[Input for this task]:

□ □ □ □ □ □ □

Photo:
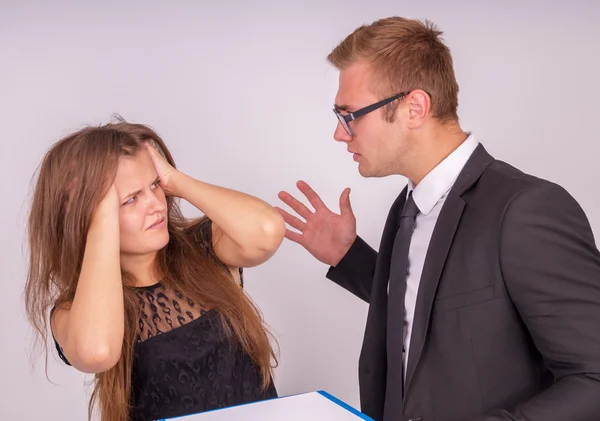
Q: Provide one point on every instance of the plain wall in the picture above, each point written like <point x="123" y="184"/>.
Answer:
<point x="242" y="94"/>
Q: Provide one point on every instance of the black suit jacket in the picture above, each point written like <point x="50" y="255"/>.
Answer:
<point x="507" y="319"/>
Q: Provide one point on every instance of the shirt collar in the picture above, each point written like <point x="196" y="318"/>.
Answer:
<point x="439" y="181"/>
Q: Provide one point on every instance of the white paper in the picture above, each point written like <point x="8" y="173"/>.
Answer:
<point x="311" y="406"/>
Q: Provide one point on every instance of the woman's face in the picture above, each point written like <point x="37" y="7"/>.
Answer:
<point x="143" y="206"/>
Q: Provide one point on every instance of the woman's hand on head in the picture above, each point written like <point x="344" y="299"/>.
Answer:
<point x="108" y="208"/>
<point x="165" y="171"/>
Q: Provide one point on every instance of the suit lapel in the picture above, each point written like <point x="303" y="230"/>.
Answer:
<point x="439" y="247"/>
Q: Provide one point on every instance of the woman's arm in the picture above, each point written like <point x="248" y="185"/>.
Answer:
<point x="90" y="329"/>
<point x="246" y="230"/>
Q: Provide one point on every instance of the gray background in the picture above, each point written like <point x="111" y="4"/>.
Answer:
<point x="242" y="94"/>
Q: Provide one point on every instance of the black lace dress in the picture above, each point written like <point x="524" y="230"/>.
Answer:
<point x="183" y="364"/>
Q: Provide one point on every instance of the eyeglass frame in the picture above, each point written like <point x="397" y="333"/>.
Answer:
<point x="345" y="119"/>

□ □ □ □ □ □ □

[Work to be completed]: Reproduce all the lines above, substituting "lady's" for each occurrence of "woman's" and keeping everything else unchanged. Omit the pictures from your answer.

[Correct result]:
Photo:
Q: Provide one point on every instance of the plain wall in the picture above, each point written like <point x="123" y="184"/>.
Answer:
<point x="242" y="94"/>
Q: Provide one point on every instance of the black suit jacket in the picture above, each point written like <point x="50" y="255"/>.
Answer:
<point x="507" y="319"/>
Q: Provide one point on every instance of the shirt collar in the picture above, each point written like <point x="196" y="318"/>.
Answer:
<point x="439" y="181"/>
Q: Provide one point on every instance of the white paper in the picture above, each point written like <point x="8" y="173"/>.
Answer:
<point x="311" y="406"/>
Q: Provide one point on every instance of the lady's face in the picture above, each point written like <point x="37" y="7"/>.
Answer:
<point x="143" y="206"/>
Q: Provide one point on every instance of the lady's hand on head in the picture above, each point written like <point x="344" y="299"/>.
Answer:
<point x="108" y="208"/>
<point x="165" y="171"/>
Q: Provide one point on every instance of the suit lapel in the picture above, each point written like <point x="303" y="230"/>.
Answer:
<point x="439" y="247"/>
Q: Provide one point on every instance of the lady's arm in the picture above, each point written like <point x="248" y="185"/>.
Answer:
<point x="90" y="329"/>
<point x="246" y="230"/>
Q: Provide one point on every instance of the gray background in the picture above, each point written like <point x="111" y="4"/>.
Answer:
<point x="242" y="94"/>
Q: Provide one point on every instance of the black lace dress in the picture above, each point written like <point x="524" y="230"/>.
Answer:
<point x="183" y="364"/>
Q: Provide one point on every instance of the eyeglass frame in the picture above, each point written like <point x="397" y="333"/>.
Answer:
<point x="345" y="119"/>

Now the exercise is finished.